**TEXTE PROPOSÉ:**
┏━━

• Triangle de la mort: Quand le rêve tourne au cauchemar

    L'Economiste Avril 2006
     
    · Des victimes par centaines à Khouribga, Kelaâ des Sraghna et Béni Mellal

    · Véritable plaque tournante de l’émigration clandestine


    «Moi aussi, si je trouve un moyen, je n’hésiterais pas. Je partirais dès demain!». Ce n’est pas un jeune téméraire qui exprime ainsi sa décision à gagner, lui aussi, coûte que coûte, le Vieux Continent. Mais, une jeune veuve de Boujaâd.
    La trentaine environ, Loubna(1) porte le deuil de son mari même si elle n’a pas encore la confirmation officielle de son décès. A près de deux mois du naufrage de la barque qui transportait son mari avec 35 autres personnes, Loubna attend que sa dépouille soit rapatrié. Dans ce qui tient lieu de salle de séjour dans la maison de sa belle-famille, dans ce vieux quartier de Boujaâd à quelque 50 kilomètres de Khouribga, Loubna raconte son calvaire.
    Comme d’autres familles de victimes, elle a multiplié les tentatives pour avoir le cœur net sur le décès de son mari. En vain. Hormis les informations glanées auprès des rescapés de ce naufrage, survenu près des côtes espagnoles selon eux le 19 février dernier, rien.
    Emmitouflée, de pieds en cap, dans ses vêtements blancs de deuil, Loubna fixe obstinément le sol pour cacher ses yeux larmoyants. Elle explique calmement son désir de quitter, elle aussi, pour l’Italie. «J’ai maintenant à charge un fils de 10 ans et qui doit, en plus, être opéré sans tarder de l’œil. Pensez-vous que j’y arriverai avec pour uniques ressources l’aide de ma sœur et de ma belle-sœur résidant en Italie». Et d’ajouter, «figurez-vous que dernièrement mon fils m’a demandé si le passeur ne pouvait pas l’emmener à la place de son père!».
    Mais plus frappant encore: le cas de ces parents qui consentent à «confier» leurs enfants à des passeurs. L’on trouve de plus en plus de mineurs parmi les people boat potentiels, affirme ce jeune avocat à Khouribga. Le drame, s’indigne-t-il, c’est que leurs parents savent pertinemment que de l’autre côté, leurs enfants vont tomber entre les mains de mafieux qui ne s’embarrasseront d’aucun scrupule pour les enrôler dans les filières de drogue ou de mendicité ou encore de prostitution.

┗━━

**DONNÉES FOURNIES:**
┏━━

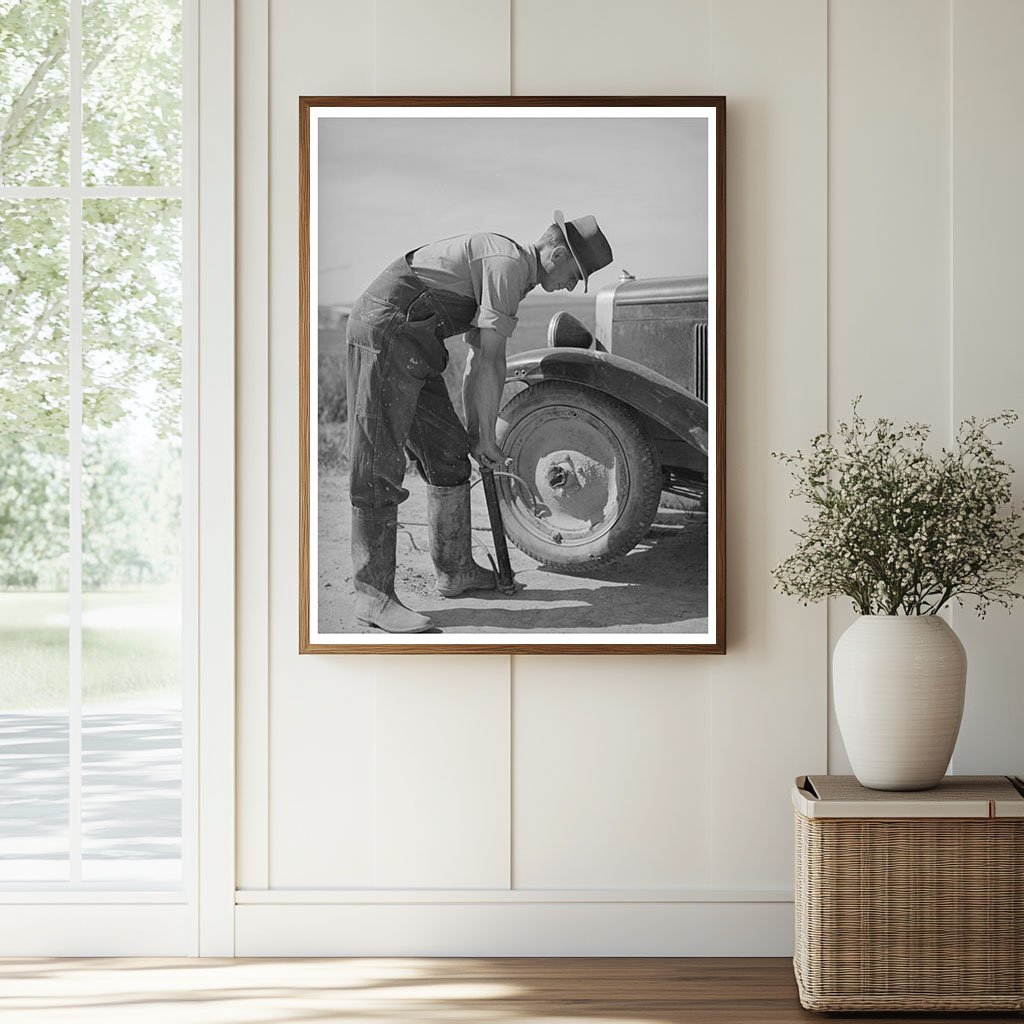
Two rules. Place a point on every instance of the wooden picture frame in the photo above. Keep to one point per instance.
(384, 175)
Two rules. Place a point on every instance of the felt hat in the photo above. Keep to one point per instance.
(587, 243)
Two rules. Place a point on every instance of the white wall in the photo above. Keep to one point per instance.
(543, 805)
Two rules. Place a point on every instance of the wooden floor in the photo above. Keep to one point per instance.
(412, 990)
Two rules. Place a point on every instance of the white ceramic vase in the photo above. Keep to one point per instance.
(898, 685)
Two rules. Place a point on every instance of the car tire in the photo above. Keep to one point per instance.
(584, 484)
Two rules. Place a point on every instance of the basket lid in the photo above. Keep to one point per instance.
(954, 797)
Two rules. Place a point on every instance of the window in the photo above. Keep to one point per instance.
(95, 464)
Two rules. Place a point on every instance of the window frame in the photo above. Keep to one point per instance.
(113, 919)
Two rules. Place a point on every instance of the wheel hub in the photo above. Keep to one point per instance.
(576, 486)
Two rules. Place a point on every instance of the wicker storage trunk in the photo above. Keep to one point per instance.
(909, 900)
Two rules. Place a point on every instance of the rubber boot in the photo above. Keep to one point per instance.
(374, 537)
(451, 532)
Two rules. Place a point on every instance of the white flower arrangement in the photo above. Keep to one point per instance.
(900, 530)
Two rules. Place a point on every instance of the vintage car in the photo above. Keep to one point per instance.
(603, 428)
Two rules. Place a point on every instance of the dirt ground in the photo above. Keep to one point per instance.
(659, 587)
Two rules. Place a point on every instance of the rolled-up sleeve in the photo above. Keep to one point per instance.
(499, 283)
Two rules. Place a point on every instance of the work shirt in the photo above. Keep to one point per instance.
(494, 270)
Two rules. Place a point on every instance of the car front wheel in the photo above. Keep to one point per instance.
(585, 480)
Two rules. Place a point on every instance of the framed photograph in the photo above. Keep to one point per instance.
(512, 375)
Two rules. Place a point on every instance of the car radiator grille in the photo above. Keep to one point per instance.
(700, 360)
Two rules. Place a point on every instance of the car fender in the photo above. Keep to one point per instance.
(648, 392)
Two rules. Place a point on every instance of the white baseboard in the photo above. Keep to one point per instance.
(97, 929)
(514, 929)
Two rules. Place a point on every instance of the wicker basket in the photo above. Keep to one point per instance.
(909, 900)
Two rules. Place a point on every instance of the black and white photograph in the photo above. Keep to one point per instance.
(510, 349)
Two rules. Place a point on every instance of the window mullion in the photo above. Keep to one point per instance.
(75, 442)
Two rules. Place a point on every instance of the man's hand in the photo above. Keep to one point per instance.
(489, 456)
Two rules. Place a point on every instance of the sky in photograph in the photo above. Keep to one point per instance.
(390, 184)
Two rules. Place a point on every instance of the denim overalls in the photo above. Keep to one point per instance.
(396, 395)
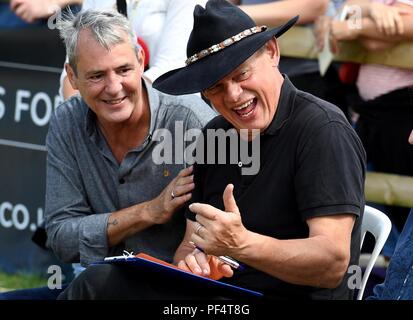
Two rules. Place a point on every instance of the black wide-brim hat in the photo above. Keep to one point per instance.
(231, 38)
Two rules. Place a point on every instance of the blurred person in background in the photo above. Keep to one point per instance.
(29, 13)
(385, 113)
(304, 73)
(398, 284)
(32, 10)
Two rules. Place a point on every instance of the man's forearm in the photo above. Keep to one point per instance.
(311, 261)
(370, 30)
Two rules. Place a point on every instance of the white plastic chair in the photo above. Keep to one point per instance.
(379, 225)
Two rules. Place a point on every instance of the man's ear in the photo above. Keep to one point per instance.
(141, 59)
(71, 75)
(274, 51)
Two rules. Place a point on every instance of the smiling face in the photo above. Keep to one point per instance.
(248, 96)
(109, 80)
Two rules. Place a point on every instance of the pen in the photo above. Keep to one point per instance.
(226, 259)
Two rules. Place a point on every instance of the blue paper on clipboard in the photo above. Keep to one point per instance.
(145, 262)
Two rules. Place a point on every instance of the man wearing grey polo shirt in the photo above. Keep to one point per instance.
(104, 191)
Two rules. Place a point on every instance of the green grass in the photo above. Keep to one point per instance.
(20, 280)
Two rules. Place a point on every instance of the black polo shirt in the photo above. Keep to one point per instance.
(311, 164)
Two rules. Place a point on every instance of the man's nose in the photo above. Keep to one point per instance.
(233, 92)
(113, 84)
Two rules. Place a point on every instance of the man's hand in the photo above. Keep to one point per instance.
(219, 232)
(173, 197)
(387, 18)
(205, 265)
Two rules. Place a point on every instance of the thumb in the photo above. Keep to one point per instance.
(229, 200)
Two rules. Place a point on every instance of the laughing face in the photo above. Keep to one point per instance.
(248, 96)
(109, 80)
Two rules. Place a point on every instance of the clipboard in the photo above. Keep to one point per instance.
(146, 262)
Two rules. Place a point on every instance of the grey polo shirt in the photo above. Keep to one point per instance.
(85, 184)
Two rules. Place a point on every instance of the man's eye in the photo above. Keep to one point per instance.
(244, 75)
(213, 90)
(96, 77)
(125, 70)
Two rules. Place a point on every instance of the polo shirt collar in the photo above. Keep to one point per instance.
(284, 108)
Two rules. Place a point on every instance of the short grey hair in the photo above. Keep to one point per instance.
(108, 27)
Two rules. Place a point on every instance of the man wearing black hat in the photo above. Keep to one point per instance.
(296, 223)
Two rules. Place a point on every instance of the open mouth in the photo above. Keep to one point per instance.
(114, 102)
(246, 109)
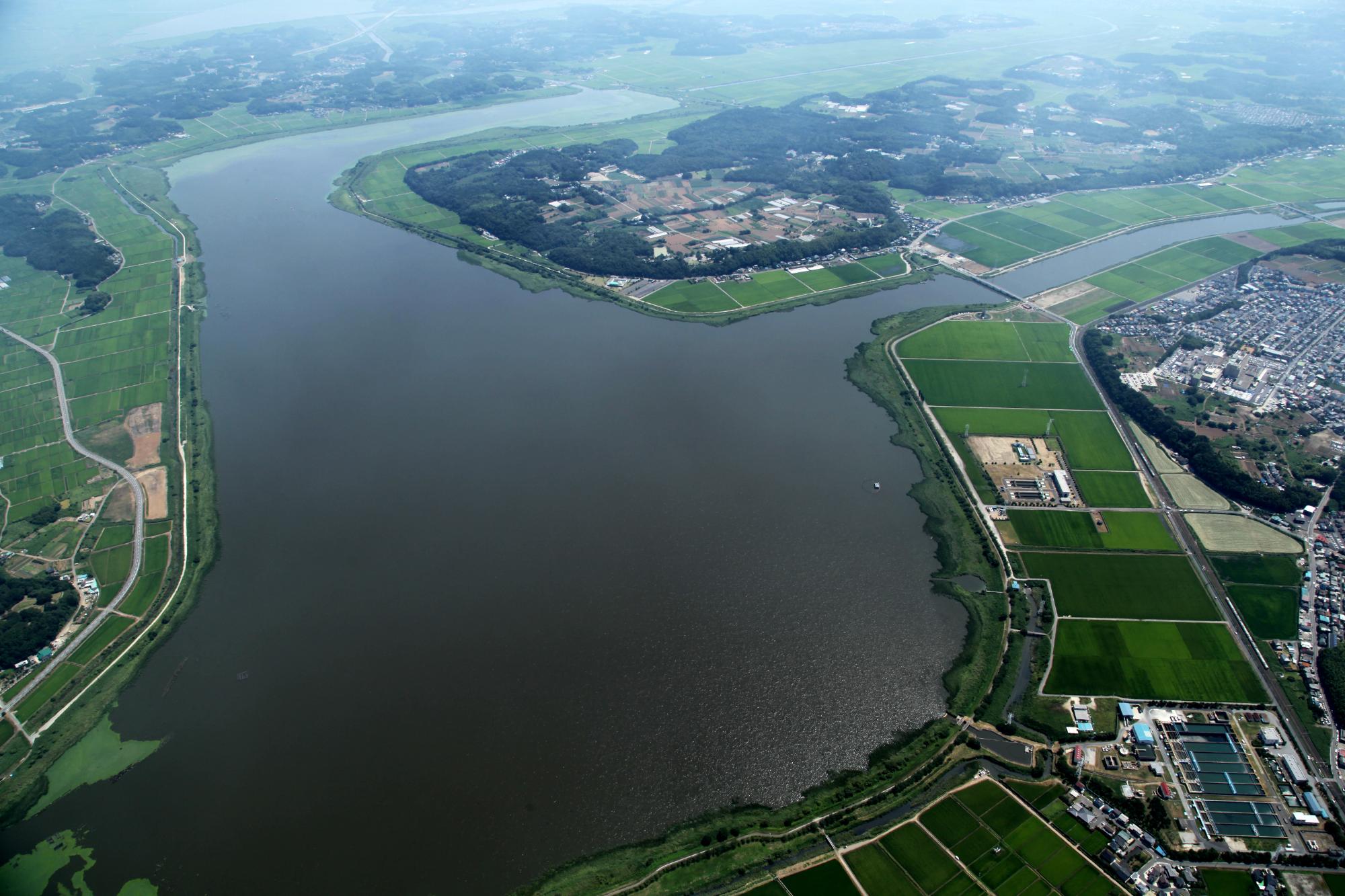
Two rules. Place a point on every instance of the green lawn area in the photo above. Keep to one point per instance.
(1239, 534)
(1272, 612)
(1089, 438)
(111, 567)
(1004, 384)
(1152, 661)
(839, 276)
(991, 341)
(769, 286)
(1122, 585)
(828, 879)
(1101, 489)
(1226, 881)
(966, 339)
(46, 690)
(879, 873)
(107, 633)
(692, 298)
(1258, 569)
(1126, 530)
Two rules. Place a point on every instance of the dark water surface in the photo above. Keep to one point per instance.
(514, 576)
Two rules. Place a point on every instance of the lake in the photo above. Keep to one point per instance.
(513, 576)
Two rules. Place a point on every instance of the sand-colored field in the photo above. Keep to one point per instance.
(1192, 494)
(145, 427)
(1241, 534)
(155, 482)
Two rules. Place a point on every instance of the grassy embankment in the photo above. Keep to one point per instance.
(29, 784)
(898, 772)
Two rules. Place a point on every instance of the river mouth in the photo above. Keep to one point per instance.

┗━━

**CONSIGNES DE L'EXERCICE:**
1. D'après le texte sur le Triangle de la mort, à quelle distance de Khouribga se trouve Boujaâd ?
2. Citez le texte sur le Triangle de la mort en commençant aux mots « L'Economiste Avril 2006 » et en vous arrêtant après les mots « veuve de Boujaâd. ».

**RÉSULTATS FINAUX:**
1. À quelque 50 kilomètres.

2.
L'Economiste Avril 2006
     
    · Des victimes par centaines à Khouribga, Kelaâ des Sraghna et Béni Mellal

    · Véritable plaque tournante de l’émigration clandestine


    «Moi aussi, si je trouve un moyen, je n’hésiterais pas. Je partirais dès demain!». Ce n’est pas un jeune téméraire qui exprime ainsi sa décision à gagner, lui aussi, coûte que coûte, le Vieux Continent. Mais, une jeune veuve de Boujaâd.